Task objective:
For this exercise, copy each line of the records that contains the word "person".

Saved entries
• • • • •

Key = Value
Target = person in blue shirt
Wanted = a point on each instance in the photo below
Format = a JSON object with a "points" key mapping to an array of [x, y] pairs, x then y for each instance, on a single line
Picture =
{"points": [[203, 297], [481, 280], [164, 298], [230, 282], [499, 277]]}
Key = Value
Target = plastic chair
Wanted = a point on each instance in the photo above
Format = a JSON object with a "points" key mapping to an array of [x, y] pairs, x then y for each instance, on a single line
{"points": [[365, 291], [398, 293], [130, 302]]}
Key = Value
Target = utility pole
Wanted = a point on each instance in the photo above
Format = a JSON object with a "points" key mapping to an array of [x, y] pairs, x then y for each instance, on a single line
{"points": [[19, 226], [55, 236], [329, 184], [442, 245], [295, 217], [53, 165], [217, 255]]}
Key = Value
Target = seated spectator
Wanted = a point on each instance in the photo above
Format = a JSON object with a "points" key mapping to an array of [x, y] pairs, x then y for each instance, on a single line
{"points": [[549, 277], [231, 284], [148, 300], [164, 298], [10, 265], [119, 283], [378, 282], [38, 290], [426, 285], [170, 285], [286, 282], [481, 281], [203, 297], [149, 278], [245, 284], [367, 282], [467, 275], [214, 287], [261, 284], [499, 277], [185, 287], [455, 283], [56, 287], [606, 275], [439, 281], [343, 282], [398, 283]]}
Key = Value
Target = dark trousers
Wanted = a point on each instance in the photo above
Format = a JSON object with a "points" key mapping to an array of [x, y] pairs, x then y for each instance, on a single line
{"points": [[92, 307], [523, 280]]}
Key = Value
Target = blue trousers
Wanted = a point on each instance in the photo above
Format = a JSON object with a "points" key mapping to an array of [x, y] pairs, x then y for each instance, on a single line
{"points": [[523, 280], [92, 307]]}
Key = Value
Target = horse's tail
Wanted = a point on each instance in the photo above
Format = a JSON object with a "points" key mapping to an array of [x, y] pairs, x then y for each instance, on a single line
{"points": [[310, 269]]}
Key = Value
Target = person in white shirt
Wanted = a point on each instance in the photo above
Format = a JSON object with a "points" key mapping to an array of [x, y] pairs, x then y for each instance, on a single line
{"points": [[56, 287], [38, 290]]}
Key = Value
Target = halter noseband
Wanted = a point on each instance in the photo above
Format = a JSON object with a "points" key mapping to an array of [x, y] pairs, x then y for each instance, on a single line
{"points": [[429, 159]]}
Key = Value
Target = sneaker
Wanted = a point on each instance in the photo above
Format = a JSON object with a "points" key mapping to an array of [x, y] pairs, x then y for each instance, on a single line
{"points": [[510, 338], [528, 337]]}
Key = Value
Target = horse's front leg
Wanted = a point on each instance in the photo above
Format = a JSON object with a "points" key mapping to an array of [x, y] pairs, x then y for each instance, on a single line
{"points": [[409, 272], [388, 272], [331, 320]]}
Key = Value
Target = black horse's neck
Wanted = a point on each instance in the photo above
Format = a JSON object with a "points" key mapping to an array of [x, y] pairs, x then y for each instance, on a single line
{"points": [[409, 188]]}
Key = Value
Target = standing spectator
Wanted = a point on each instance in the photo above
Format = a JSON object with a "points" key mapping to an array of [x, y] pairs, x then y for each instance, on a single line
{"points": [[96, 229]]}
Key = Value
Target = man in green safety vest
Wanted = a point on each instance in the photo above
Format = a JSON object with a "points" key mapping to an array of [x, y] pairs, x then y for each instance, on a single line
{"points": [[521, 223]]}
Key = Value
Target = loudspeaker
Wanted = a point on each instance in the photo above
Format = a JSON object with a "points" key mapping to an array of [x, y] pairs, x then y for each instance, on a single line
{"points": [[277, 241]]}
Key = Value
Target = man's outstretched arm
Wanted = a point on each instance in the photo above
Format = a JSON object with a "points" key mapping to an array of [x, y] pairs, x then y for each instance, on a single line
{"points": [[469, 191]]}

• • • • •

Task answer:
Target = person in blue shirt
Target = person in white shirt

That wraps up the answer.